:: Records for the task ::

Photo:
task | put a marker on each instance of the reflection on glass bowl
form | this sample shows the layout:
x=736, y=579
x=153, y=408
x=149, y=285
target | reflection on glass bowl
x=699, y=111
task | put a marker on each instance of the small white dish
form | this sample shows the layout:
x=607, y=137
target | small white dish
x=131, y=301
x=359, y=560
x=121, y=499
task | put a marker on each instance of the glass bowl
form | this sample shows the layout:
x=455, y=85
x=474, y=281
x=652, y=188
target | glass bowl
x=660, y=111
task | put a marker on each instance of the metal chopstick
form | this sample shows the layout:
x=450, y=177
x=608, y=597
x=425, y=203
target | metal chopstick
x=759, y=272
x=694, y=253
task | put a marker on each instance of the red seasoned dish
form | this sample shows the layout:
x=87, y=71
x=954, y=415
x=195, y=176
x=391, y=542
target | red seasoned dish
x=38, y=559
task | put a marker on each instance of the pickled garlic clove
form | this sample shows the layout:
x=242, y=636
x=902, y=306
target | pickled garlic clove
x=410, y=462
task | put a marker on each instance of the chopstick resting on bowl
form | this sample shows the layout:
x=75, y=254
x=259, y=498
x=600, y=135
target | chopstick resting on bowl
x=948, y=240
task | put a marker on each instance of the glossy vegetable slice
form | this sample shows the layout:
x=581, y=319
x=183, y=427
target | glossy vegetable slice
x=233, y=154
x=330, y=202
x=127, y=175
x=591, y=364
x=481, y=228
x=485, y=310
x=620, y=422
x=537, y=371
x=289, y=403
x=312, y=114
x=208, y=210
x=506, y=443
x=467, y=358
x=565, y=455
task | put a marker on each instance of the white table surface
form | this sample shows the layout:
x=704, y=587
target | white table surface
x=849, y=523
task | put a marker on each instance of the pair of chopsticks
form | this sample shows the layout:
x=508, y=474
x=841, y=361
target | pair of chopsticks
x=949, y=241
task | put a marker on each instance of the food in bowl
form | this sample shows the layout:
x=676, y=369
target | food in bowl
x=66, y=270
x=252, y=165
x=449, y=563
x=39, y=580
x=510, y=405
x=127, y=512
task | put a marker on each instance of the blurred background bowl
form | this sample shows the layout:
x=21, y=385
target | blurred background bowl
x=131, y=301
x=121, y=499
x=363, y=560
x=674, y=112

:::

What this task involves
Please transcribe exactly the lines above from the line that has "target | metal chopstick" up to and including the line that has "x=902, y=306"; no other line belongs in the answer.

Task result
target | metal chopstick
x=759, y=272
x=694, y=253
task | put a marker on each instance of the red seasoned dish
form | this sample shows the layout:
x=87, y=71
x=954, y=415
x=195, y=176
x=391, y=542
target | red seasoned dish
x=38, y=559
task | put a marker on each instance of the pickled garlic clove
form | this sample shows the layout:
x=242, y=636
x=902, y=306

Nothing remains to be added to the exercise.